Assigned task
Set down all the records below, word for word.

Records for this task
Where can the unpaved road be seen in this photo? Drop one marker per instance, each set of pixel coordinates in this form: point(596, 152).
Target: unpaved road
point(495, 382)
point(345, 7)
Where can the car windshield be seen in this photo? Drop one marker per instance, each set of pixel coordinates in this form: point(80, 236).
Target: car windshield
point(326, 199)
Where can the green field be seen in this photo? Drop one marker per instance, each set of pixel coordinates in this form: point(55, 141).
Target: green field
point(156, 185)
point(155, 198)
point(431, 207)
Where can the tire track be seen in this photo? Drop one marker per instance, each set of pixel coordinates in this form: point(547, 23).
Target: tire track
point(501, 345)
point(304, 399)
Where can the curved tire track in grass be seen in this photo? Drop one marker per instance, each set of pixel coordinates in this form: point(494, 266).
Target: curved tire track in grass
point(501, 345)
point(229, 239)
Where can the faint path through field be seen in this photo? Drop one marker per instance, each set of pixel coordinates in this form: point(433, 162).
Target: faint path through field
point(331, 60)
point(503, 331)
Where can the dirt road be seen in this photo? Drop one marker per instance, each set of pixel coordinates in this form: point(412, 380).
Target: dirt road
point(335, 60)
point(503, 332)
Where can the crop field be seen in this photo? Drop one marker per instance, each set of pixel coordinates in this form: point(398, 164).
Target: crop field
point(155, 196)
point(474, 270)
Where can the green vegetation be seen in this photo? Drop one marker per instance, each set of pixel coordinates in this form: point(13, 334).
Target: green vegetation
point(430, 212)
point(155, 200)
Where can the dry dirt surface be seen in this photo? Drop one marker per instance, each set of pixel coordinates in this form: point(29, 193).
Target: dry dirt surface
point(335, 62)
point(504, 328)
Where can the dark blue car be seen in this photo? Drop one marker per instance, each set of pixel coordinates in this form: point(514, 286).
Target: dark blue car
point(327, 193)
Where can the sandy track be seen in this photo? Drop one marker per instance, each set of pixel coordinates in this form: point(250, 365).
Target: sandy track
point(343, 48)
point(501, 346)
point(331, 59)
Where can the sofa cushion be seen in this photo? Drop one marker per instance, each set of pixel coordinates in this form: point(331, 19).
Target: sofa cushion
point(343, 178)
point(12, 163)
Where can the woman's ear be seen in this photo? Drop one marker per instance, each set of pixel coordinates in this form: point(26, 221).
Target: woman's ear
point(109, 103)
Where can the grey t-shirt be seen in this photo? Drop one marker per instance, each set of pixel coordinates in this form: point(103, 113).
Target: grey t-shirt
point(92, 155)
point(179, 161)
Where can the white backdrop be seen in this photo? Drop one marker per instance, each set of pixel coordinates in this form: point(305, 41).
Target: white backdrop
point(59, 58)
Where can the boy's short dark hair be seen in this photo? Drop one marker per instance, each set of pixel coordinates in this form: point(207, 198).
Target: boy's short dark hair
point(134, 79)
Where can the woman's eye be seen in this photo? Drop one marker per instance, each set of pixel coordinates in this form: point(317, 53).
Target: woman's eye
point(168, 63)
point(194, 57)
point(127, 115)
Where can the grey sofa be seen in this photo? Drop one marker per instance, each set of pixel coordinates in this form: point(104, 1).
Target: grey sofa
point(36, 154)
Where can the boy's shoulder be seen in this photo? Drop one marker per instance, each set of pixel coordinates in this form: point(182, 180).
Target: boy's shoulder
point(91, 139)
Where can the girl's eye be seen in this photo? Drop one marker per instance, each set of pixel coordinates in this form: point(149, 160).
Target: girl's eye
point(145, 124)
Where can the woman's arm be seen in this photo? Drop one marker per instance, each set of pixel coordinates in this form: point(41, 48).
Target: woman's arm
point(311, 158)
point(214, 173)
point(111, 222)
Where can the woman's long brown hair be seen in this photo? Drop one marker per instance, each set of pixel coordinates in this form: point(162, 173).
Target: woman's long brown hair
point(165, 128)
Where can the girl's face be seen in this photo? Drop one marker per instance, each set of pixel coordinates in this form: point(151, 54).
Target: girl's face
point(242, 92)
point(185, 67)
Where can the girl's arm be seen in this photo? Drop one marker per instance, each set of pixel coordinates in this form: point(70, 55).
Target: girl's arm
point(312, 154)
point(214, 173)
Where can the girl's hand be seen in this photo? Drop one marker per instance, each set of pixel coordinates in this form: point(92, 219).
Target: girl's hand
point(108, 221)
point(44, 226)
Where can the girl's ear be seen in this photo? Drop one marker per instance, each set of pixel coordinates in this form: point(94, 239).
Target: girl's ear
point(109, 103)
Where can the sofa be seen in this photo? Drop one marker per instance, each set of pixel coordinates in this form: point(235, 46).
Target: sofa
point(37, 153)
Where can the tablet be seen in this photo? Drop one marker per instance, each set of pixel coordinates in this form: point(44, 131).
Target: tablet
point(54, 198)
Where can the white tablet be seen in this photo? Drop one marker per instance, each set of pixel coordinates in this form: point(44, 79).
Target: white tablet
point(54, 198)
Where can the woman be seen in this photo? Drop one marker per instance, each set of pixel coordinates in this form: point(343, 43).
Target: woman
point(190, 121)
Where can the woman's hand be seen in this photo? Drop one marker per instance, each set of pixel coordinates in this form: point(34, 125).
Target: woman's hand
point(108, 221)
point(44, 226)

Answer below
Where can the unpaved road be seen in this photo? Drop one marker per instance, each set of pixel coordinates in this form: point(596, 152).
Target: unpaved road
point(495, 382)
point(345, 7)
Where can the car windshield be seen in this photo? Drop one marker per instance, each set of pixel coordinates in this form: point(80, 236).
Target: car windshield
point(326, 199)
Where can the green field be seen in this photo? Drop one marker per instance, each set of pixel coordinates in this form: point(55, 141).
Target: green field
point(156, 185)
point(155, 198)
point(431, 207)
Where can the tire track be seen in this photo? Drop one marker per instance, each set of pixel coordinates in this form: point(547, 23).
Target: tire track
point(501, 345)
point(304, 399)
Where can the curved tire track in grass be seen in this photo? Drop one marker per instance, each set of pixel coordinates in this form: point(494, 266).
Target: curved tire track in grass
point(501, 345)
point(229, 239)
Where can the faint path through field be seen in this photo? Drop one marker per instance, each set of pixel coordinates in this form: point(433, 162).
Target: faint path through field
point(331, 60)
point(503, 331)
Where can the dirt road be seen in this photo? Drop one marker per instance, each set of pixel coordinates in this form: point(412, 380).
Target: dirt road
point(335, 60)
point(503, 332)
Where can the crop field be seen in this photo? Drop one marker per instance, each set of pixel coordinates in this form: point(398, 164).
Target: crop field
point(155, 196)
point(474, 270)
Where can the green vegetation be seen in this photo? Drop one marker per instance, each set of pixel coordinates in this form: point(13, 334).
Target: green vegetation
point(430, 212)
point(155, 200)
Where can the dry dirt surface be seen in this photo? Drop one marker per instance, each set of pixel coordinates in this form: point(29, 193).
Target: dry dirt surface
point(335, 62)
point(504, 328)
Where can the dark blue car be seen in this photo? Drop one marker per instance, each set of pixel coordinates in this form: point(514, 286).
Target: dark blue car
point(327, 193)
Where can the sandy track be seen in this photo? Drop one marker per instance, each set of pixel coordinates in this form: point(250, 365).
Target: sandy track
point(343, 48)
point(501, 346)
point(331, 59)
Where can the sofa cushion be seen in this photo? Drop one marker per instance, each set of pixel coordinates in this form: point(331, 19).
Target: sofa cushion
point(343, 178)
point(12, 163)
Where can the woman's ear be seen in this photo? Drop one marker per instance, each set of pixel coordinates in this form: point(26, 221).
Target: woman's ear
point(109, 103)
Where can the grey t-shirt be seen in this photo? Drop one marker per instance, each set of pixel coordinates in this form: point(103, 113).
Target: grey t-shirt
point(92, 155)
point(179, 161)
Where can the white backdrop be seen in this photo? Drop one marker per instance, each set of pixel coordinates in this form: point(305, 41).
Target: white backdrop
point(59, 58)
Where can the boy's short dark hair be seen in this photo? Drop one marker per instance, each set of pixel coordinates in this form: point(207, 198).
Target: boy's short dark hair
point(134, 79)
Where can the woman's eye be seen in this photo? Drop one marker per instance, each set of pixel coordinates in this form: point(317, 53).
Target: woman's eye
point(168, 63)
point(194, 57)
point(127, 115)
Where can the grey sofa be seen in this photo? Drop one marker per instance, each set of pixel coordinates in this form: point(104, 1).
Target: grey sofa
point(36, 154)
Where can the boy's shoulder be seen in this photo? Drop one marker per instance, each set of pixel coordinates in this form: point(182, 180).
Target: boy's shoulder
point(91, 139)
Where can the girl's eye be seen in this photo? Drop one marker per instance, each set of pixel coordinates in this form: point(149, 160).
Target: girl's eye
point(145, 124)
Where can the woman's arm be seen in this photo? Drop one marker per instance, each set of pixel coordinates in this form: point(41, 48).
Target: woman's arm
point(311, 158)
point(214, 173)
point(111, 222)
Where can the woman's long brown hair be seen in this photo? Drop one marker per instance, each set of pixel coordinates in this form: point(162, 173).
Target: woman's long brown hair
point(165, 128)
Where can the girl's face be seen in this photo? Drop one marker per instance, each set of pixel coordinates in this form: point(151, 54).
Target: girl's face
point(242, 92)
point(185, 67)
Where can the girl's arm be seen in this photo? Drop one marker per instance, each set of pixel coordinates in this form: point(70, 55).
Target: girl's arm
point(312, 154)
point(214, 173)
Where can the girl's hand be seen in this photo? Drop one marker per instance, each set of pixel coordinates in this form: point(92, 219).
Target: girl's hand
point(108, 221)
point(44, 226)
Where can the girl's ear be seen in this photo? Drop one marker per instance, each set of pixel coordinates in this form: point(94, 239).
Target: girl's ear
point(109, 103)
Where can the sofa be seen in this photo? Drop one marker per instance, each set of pixel coordinates in this form: point(235, 46).
Target: sofa
point(37, 153)
Where can the tablet be seen in this photo? Drop one marker per instance, each set of pixel coordinates in this form: point(44, 131).
Target: tablet
point(54, 198)
Where can the white tablet be seen in this photo? Drop one marker per instance, each set of pixel coordinates in this form: point(44, 79).
Target: white tablet
point(54, 198)
Where can the woman be seen in this photo? Drop one marker per instance, each set of pixel coordinates in this form: point(343, 43).
Target: woman
point(190, 121)
Where can the woman's hand be seen in this photo? Drop one marker per instance, each set of pixel coordinates in this form: point(34, 125).
Target: woman's hand
point(108, 221)
point(44, 226)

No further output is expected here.